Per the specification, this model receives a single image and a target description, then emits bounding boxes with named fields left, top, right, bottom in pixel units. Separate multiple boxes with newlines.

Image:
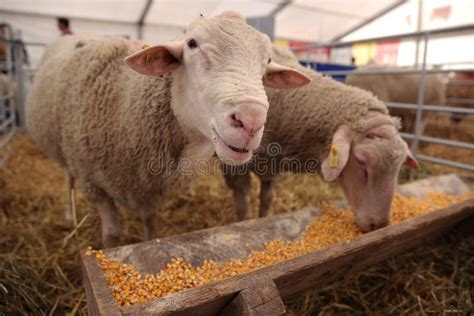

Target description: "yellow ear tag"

left=329, top=144, right=339, bottom=168
left=145, top=50, right=164, bottom=65
left=142, top=44, right=150, bottom=49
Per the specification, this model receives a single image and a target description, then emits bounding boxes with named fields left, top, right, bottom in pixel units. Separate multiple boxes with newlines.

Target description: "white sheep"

left=346, top=66, right=446, bottom=134
left=223, top=46, right=419, bottom=232
left=26, top=12, right=310, bottom=247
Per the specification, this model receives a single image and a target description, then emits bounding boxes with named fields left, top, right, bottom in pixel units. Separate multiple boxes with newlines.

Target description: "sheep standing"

left=223, top=46, right=419, bottom=232
left=26, top=12, right=310, bottom=247
left=446, top=72, right=474, bottom=122
left=346, top=67, right=446, bottom=134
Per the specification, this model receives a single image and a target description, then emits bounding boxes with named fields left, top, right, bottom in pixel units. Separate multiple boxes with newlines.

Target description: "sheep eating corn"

left=223, top=46, right=420, bottom=233
left=25, top=12, right=310, bottom=247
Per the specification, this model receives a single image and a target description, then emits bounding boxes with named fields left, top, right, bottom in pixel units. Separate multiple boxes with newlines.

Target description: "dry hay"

left=423, top=115, right=474, bottom=143
left=0, top=135, right=473, bottom=315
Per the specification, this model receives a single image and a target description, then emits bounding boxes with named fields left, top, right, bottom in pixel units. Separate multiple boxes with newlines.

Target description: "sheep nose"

left=230, top=107, right=266, bottom=138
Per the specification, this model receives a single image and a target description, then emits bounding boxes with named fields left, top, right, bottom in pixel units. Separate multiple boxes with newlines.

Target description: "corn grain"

left=86, top=192, right=473, bottom=307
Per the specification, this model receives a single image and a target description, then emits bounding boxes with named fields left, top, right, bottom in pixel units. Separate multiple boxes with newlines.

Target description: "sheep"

left=222, top=46, right=419, bottom=232
left=446, top=72, right=474, bottom=122
left=346, top=66, right=446, bottom=135
left=26, top=12, right=310, bottom=247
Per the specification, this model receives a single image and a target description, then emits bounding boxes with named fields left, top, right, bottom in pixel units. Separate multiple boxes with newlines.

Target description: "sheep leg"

left=95, top=196, right=122, bottom=248
left=223, top=170, right=251, bottom=221
left=258, top=178, right=275, bottom=217
left=65, top=173, right=76, bottom=223
left=139, top=208, right=158, bottom=241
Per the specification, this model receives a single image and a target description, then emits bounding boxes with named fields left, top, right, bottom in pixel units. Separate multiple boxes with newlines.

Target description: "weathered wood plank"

left=273, top=200, right=474, bottom=297
left=121, top=200, right=474, bottom=314
left=219, top=279, right=285, bottom=316
left=397, top=173, right=470, bottom=198
left=81, top=252, right=122, bottom=316
left=82, top=174, right=474, bottom=315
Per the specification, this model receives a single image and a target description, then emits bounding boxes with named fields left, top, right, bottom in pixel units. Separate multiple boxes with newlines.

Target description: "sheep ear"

left=321, top=125, right=353, bottom=182
left=264, top=62, right=311, bottom=89
left=404, top=148, right=420, bottom=170
left=217, top=11, right=246, bottom=22
left=125, top=40, right=183, bottom=76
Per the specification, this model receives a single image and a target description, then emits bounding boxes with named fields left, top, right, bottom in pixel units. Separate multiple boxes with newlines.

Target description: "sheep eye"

left=187, top=39, right=198, bottom=49
left=355, top=157, right=366, bottom=166
left=268, top=58, right=271, bottom=64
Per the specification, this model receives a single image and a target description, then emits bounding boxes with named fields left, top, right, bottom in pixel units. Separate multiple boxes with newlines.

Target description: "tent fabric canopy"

left=0, top=0, right=401, bottom=41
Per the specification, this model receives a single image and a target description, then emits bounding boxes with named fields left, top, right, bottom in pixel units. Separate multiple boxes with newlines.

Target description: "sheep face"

left=322, top=121, right=419, bottom=232
left=126, top=11, right=310, bottom=165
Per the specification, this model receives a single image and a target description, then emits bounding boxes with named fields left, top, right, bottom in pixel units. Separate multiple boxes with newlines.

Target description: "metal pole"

left=290, top=24, right=474, bottom=52
left=14, top=39, right=27, bottom=132
left=414, top=0, right=423, bottom=67
left=411, top=33, right=429, bottom=155
left=306, top=50, right=311, bottom=69
left=137, top=0, right=153, bottom=40
left=0, top=23, right=17, bottom=167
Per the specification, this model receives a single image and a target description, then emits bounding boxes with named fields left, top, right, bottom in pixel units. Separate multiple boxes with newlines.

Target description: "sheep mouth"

left=212, top=128, right=253, bottom=163
left=227, top=144, right=249, bottom=154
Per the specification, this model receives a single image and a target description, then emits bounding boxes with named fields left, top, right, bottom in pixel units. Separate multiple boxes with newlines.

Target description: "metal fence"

left=1, top=23, right=473, bottom=172
left=0, top=23, right=28, bottom=167
left=292, top=24, right=474, bottom=172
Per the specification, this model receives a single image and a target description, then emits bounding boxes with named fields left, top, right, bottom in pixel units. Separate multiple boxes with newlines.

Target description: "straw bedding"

left=0, top=135, right=472, bottom=315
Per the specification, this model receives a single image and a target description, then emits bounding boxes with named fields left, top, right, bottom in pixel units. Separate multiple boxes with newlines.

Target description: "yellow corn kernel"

left=87, top=192, right=473, bottom=307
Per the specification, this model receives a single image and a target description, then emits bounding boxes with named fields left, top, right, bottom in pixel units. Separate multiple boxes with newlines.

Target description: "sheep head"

left=125, top=11, right=311, bottom=166
left=321, top=112, right=419, bottom=232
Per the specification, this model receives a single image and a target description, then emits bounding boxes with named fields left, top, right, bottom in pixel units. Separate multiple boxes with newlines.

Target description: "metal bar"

left=446, top=98, right=474, bottom=105
left=268, top=0, right=291, bottom=16
left=0, top=64, right=13, bottom=71
left=0, top=37, right=47, bottom=47
left=415, top=154, right=474, bottom=172
left=399, top=133, right=474, bottom=151
left=331, top=0, right=406, bottom=42
left=410, top=33, right=429, bottom=155
left=14, top=41, right=27, bottom=132
left=0, top=126, right=16, bottom=149
left=446, top=80, right=474, bottom=85
left=414, top=0, right=423, bottom=67
left=290, top=23, right=474, bottom=51
left=318, top=68, right=474, bottom=76
left=0, top=115, right=15, bottom=132
left=385, top=102, right=474, bottom=114
left=289, top=3, right=366, bottom=19
left=137, top=0, right=153, bottom=40
left=0, top=93, right=13, bottom=101
left=0, top=22, right=17, bottom=168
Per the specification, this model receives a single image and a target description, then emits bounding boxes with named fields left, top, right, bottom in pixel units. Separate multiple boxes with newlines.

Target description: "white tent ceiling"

left=0, top=0, right=402, bottom=41
left=0, top=0, right=403, bottom=67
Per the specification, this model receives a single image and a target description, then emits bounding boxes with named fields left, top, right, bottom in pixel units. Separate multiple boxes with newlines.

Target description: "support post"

left=219, top=279, right=285, bottom=316
left=14, top=36, right=27, bottom=132
left=137, top=0, right=153, bottom=40
left=410, top=33, right=429, bottom=166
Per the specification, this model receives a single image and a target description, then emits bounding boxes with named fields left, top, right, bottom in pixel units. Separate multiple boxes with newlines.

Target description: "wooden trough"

left=81, top=174, right=474, bottom=315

============

## Exercise description
Every entry above needs to be duplicated exactly, without its images.

## Exercise response
Per the specification, this model receives a single image and a target description, then emits bounding boxes with named fields left, top, right, bottom in pixel units. Separate multiple boxes with newlines.

Image:

Target description: "yellow ear tag"

left=329, top=144, right=339, bottom=168
left=145, top=50, right=164, bottom=65
left=142, top=44, right=150, bottom=49
Per the specification, this model receives a single image and a target description, then emits bounding boxes with named fields left, top, right, bottom in pixel units. Separate multiple boxes with newlines.

Target description: "white sheep"

left=346, top=66, right=446, bottom=134
left=223, top=46, right=419, bottom=232
left=26, top=12, right=310, bottom=247
Per the specification, this model receives a single image and a target description, then emits bounding boxes with named fields left, top, right, bottom in pixel units. Separate multiple boxes with newlines.

Target description: "sheep standing"

left=223, top=46, right=419, bottom=232
left=26, top=12, right=310, bottom=247
left=446, top=72, right=474, bottom=122
left=346, top=67, right=446, bottom=134
Per the specification, this model receives a single image and a target description, then emits bounding boxes with named fields left, top, right, bottom in pixel units. Separate multiple boxes with newlines.

Target description: "sheep eating corn"

left=223, top=46, right=420, bottom=233
left=25, top=12, right=310, bottom=247
Per the specification, this model receives a single image and a target description, then emits bounding boxes with named fields left, top, right, bottom in pixel units. Separate multiple boxes with newlines.

Target description: "dry hay"

left=423, top=115, right=474, bottom=143
left=0, top=135, right=473, bottom=315
Per the specification, this model receives a single image and a target description, then emits bounding boxes with named fields left, top, right, bottom in pixel units. Separate multiple boxes with newlines.

Target description: "sheep nose"

left=230, top=107, right=266, bottom=138
Per the specification, this model receives a single image and a target description, then emits bounding boxes with named fields left, top, right, bottom in pixel units. Separate multiple boxes with newlines.

Target description: "corn grain"

left=86, top=192, right=473, bottom=307
Per the specification, this model receives a single image and a target description, then emits bounding boxes with named fields left, top, right, bottom in pixel units. Separate multiple boxes with newlines.

Target description: "sheep"

left=222, top=46, right=419, bottom=232
left=446, top=72, right=474, bottom=122
left=346, top=66, right=446, bottom=135
left=26, top=12, right=310, bottom=247
Per the specification, this model receives a single image and a target description, then emits bounding boxes with named fields left, top, right, bottom in pixel units. Separate multiple boxes with newlines.

Target description: "sheep leg"

left=95, top=196, right=122, bottom=248
left=223, top=170, right=251, bottom=221
left=258, top=178, right=275, bottom=217
left=65, top=173, right=76, bottom=223
left=139, top=208, right=158, bottom=241
Per the specification, this model receives a single image and a target description, then emits bounding boxes with named fields left, top, right, bottom in pixel units. Separate multiple boxes with newlines.

Target description: "weathered wood plank"

left=273, top=200, right=474, bottom=297
left=121, top=200, right=474, bottom=314
left=219, top=279, right=285, bottom=316
left=397, top=173, right=470, bottom=198
left=81, top=252, right=122, bottom=316
left=82, top=174, right=474, bottom=315
Per the specification, this model receives a single image and a target description, then emits bounding boxes with named fields left, top, right, bottom in pixel units. Separate multiple boxes with newlines.

Target description: "sheep ear"

left=321, top=125, right=353, bottom=182
left=264, top=62, right=311, bottom=89
left=404, top=148, right=420, bottom=170
left=217, top=11, right=246, bottom=22
left=125, top=40, right=183, bottom=76
Per the specification, this model receives a single image and a target description, then emits bounding boxes with named fields left, top, right, bottom in pixel units. Separate multiple boxes with newlines.

Target description: "sheep eye"

left=187, top=39, right=198, bottom=49
left=355, top=157, right=366, bottom=166
left=268, top=58, right=271, bottom=64
Per the specification, this model receives a single image and a target description, then emits bounding boxes with named fields left, top, right, bottom in pixel units. Separate multiple boxes with newlines.

Target description: "tent fabric canopy"

left=0, top=0, right=401, bottom=41
Per the specification, this model receives a single image and a target description, then emits bounding boxes with named fields left, top, right, bottom in pixel units. Separate multiple boxes with newlines.

Target description: "sheep face"

left=322, top=121, right=419, bottom=232
left=126, top=11, right=310, bottom=165
Per the specification, this model receives a single image and a target description, then emits bounding boxes with named fields left, top, right, bottom in pixel units. Separate multiple boxes with newlines.

Target description: "metal pole"

left=290, top=24, right=474, bottom=52
left=14, top=39, right=27, bottom=132
left=414, top=0, right=423, bottom=67
left=411, top=33, right=429, bottom=155
left=306, top=50, right=311, bottom=69
left=137, top=0, right=153, bottom=40
left=0, top=23, right=17, bottom=167
Per the specification, this model receives a single image and a target description, then emits bounding boxes with named fields left, top, right, bottom in pixel units. Separate multiple boxes with newlines.

Target description: "sheep mouth"

left=212, top=128, right=253, bottom=163
left=227, top=144, right=249, bottom=154
Per the specification, this model receives a single image and a target description, then emits bounding boxes with named fields left, top, right, bottom in pixel units. Separate multiple boxes with newlines.

Target description: "metal fence"

left=1, top=23, right=473, bottom=172
left=0, top=23, right=28, bottom=167
left=292, top=24, right=474, bottom=172
Per the specification, this model receives a single image and a target description, then emits bounding boxes with named fields left, top, right, bottom in pixel units. Separate multiple boxes with newlines.

Target description: "straw bedding"

left=0, top=135, right=472, bottom=315
Per the specification, this model receives a single image and a target description, then emits bounding boxes with named fields left, top, right, bottom in pixel units. Separate multiple boxes with newlines.

Target description: "yellow corn kernel"

left=87, top=192, right=473, bottom=307
Per the specification, this model receives a single image and a target description, then emits bounding boxes with named fields left, top, right, bottom in pixel units. Separate multiple boxes with newlines.

Target description: "sheep head"

left=125, top=11, right=311, bottom=166
left=321, top=112, right=419, bottom=232
Per the specification, this model receives a single image and a target description, then emits bounding boxes with named fields left, top, right, bottom in pixel units. Separate multiple boxes with newlines.

Target description: "metal bar"

left=446, top=98, right=474, bottom=105
left=268, top=0, right=291, bottom=16
left=0, top=64, right=13, bottom=71
left=0, top=37, right=47, bottom=47
left=415, top=154, right=474, bottom=172
left=399, top=133, right=474, bottom=151
left=331, top=0, right=406, bottom=42
left=410, top=33, right=429, bottom=155
left=14, top=41, right=27, bottom=132
left=0, top=126, right=16, bottom=149
left=446, top=80, right=474, bottom=85
left=414, top=0, right=423, bottom=67
left=290, top=23, right=474, bottom=51
left=318, top=68, right=474, bottom=76
left=0, top=115, right=15, bottom=132
left=385, top=102, right=474, bottom=114
left=289, top=3, right=366, bottom=19
left=137, top=0, right=153, bottom=40
left=0, top=93, right=13, bottom=101
left=0, top=22, right=17, bottom=168
Per the specification, this model receives a single image and a target description, then emits bounding boxes with named fields left, top, right, bottom in pixel units. Separate multiple boxes with newlines.

Target description: "white tent ceiling"

left=0, top=0, right=402, bottom=41
left=0, top=0, right=403, bottom=67
Per the specification, this model receives a single image and a target description, then emits bounding boxes with named fields left, top, right, bottom in pixel units. Separate multiple boxes with newlines.

Target description: "support post"

left=219, top=279, right=285, bottom=316
left=14, top=36, right=27, bottom=132
left=137, top=0, right=153, bottom=40
left=410, top=33, right=429, bottom=166
Per the specification, this model receives a single image and a target description, then emits bounding boxes with named fields left, top, right, bottom in pixel units. Separate multiple boxes with newlines.

Target description: "wooden trough"

left=81, top=174, right=474, bottom=315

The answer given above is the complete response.